▶ _Exercise instructions_: Please list every line in the records below that contains the string "dress".

Records taken from a collection:

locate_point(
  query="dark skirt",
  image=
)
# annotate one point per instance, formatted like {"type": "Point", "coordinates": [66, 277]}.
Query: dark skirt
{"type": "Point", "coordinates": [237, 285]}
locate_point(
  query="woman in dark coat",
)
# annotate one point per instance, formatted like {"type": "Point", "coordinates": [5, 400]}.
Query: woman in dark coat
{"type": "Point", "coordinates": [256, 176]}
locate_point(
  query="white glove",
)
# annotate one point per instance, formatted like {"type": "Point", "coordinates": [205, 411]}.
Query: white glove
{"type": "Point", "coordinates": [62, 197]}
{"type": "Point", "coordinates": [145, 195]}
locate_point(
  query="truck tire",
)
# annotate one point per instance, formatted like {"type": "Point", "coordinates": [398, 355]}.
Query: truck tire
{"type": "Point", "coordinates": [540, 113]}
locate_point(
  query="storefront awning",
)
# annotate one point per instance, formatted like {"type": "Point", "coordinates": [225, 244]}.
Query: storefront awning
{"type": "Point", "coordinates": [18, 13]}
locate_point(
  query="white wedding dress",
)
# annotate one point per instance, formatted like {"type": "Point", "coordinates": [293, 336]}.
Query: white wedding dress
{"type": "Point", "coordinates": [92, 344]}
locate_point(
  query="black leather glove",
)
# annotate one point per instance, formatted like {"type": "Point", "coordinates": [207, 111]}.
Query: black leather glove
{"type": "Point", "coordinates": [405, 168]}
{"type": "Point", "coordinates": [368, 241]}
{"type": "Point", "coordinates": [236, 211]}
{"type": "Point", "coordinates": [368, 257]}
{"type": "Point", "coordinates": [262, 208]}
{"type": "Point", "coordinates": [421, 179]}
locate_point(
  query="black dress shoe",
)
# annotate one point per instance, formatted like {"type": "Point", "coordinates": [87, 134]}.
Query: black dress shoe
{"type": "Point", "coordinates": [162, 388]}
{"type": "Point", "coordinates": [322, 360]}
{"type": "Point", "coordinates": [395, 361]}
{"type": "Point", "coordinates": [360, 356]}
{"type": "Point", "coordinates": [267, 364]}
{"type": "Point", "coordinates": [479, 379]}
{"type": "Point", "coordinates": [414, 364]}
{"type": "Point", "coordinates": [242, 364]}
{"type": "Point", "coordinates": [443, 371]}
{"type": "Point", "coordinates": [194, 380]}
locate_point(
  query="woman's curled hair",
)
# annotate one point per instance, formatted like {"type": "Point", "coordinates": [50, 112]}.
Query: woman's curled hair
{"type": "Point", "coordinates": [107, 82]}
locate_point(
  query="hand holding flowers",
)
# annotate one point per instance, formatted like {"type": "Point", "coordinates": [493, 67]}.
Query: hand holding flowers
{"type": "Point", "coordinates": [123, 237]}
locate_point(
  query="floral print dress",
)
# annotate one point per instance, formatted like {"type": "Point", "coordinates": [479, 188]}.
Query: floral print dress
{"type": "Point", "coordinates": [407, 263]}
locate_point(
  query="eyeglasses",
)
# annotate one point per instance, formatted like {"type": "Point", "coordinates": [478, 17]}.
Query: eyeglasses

▶ _Result below_:
  query="white wedding dress",
Query: white wedding dress
  query="black dress shoe",
Query: black dress shoe
  query="floral print dress",
Query: floral print dress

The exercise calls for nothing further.